The End of Unemployment. [HOPE.]

“I wondered if the American church was like well-mannered nice-talkers, sitting in a living room sipping coffee, talking about choir practice, while the world burns down outside our windows. While the richest people on earth pray to get richer, the rest of the world begs for intervention with their faces pressed to the window, watching us drink our coffee, unruffled by their suffering.” –Jen Hatmaker

My Albany job search started with a whiteboard, a LinkedIn profile [still can’t talk about it] and one very large glass of Spanish white wine. My darkest days were spent perusing want ads on CraigsList, and channeling my inner Nancy Drew in an effort to determine if the alleged jobs I was looking at would result in actual employment, or me getting chopped up into a thousand tiny pieces and scattered about the woods.

It was the best of times, it was the worst of times. [But let’s be real: mostly the worst.]

As I considered what sort of thing I wanted to invest my life in, one of my favorite challenges from Paul David Tripp resounded over and over again in my heart:

“We are called to put flesh and bones on who Christ is, and what he came to do.”

▸ Work request 1
In the Albany job-search post, what did the job search start with?
▸ Work request 2
Carry the Albany job-search post forward from its final sentence.
These lines have no role in the work on the Albany job-search post.

[Stored dataset items]
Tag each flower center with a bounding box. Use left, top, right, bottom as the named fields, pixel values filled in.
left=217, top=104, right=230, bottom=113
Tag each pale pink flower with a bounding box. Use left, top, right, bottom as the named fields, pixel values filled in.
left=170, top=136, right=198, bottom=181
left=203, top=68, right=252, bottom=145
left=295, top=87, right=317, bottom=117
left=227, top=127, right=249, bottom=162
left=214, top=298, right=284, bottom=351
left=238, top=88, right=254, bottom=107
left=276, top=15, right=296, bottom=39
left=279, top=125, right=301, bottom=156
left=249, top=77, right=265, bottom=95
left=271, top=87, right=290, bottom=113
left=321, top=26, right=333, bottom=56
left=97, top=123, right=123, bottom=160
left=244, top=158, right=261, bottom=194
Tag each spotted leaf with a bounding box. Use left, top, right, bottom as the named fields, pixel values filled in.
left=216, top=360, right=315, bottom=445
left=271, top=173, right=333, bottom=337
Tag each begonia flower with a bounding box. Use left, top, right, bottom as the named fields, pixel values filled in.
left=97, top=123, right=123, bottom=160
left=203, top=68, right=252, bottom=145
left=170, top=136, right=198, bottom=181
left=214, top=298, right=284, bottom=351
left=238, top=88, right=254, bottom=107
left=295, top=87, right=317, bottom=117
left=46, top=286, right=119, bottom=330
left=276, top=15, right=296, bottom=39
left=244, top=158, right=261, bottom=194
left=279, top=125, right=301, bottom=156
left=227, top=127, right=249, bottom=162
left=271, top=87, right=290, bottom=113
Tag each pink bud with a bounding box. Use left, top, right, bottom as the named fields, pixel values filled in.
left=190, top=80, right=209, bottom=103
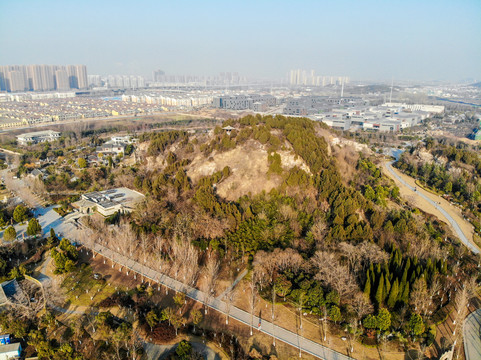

▸ Response area 1
A whiteboard, a LinkedIn profile, and one very large glass of Spanish white wine.

▸ Response area 2
The common thread of Jesus’ miracles during his time on earth was that they were all restorative. Jesus walked into the midst of a really broken world, and it broke him. He looked at a world where people were hungry and sick—and it wasn’t at all what he’d intended. And so, Jesus began to restore pieces of the brokenness. Our compassionate God looked at hungry people, and fed them. He saw a lame man helplessly lying on a mat, and he told him to get up and walk. He walked by a blind man anxiously holding his hand out for a small coin, and healed his eyes. And as Jesus restored what had been broken, he put the gospel on brilliant, irrefutable display.

The idea of putting the gospel on display for the world’s most broken makes my heart beat faster. In places where poverty crushes and hunger gnaws, the idea of a good God can become muddied. It’s why I wrote this a couple of months ago:

“To whom much has been given, much is required. Those who are free must advocate for those who are not, or I fear that we will look nothing like the Jesus that we claim to follow. Those who have been given a voice must speak for those who have none, because freedom rings hollow when the bell tolls for a precious, privileged few. It is our solemn responsibility and sacred privilege to intercede for the broken, and to beg God to move for the orphan, the trafficked, the homeless, the hungry.  We must beg God for justice and then fight for it with our lives. Over the past several months, God has been breaking my heart with the idea that we do not get to call a world full of hurting people our “brothers and sisters” as long as we do nothing. Not when we’d never allow our biological brothers and sisters to go hungry…” –Let Freedom [Really] Ring

In a world where 1.3 billion people are desperately trying to survive on less than a dollar a day, it’s easy to see how so much of the brokenness that we see stems from the bitter roots of rampant poverty. If these are the people that break God’s heart, they must break ours as well.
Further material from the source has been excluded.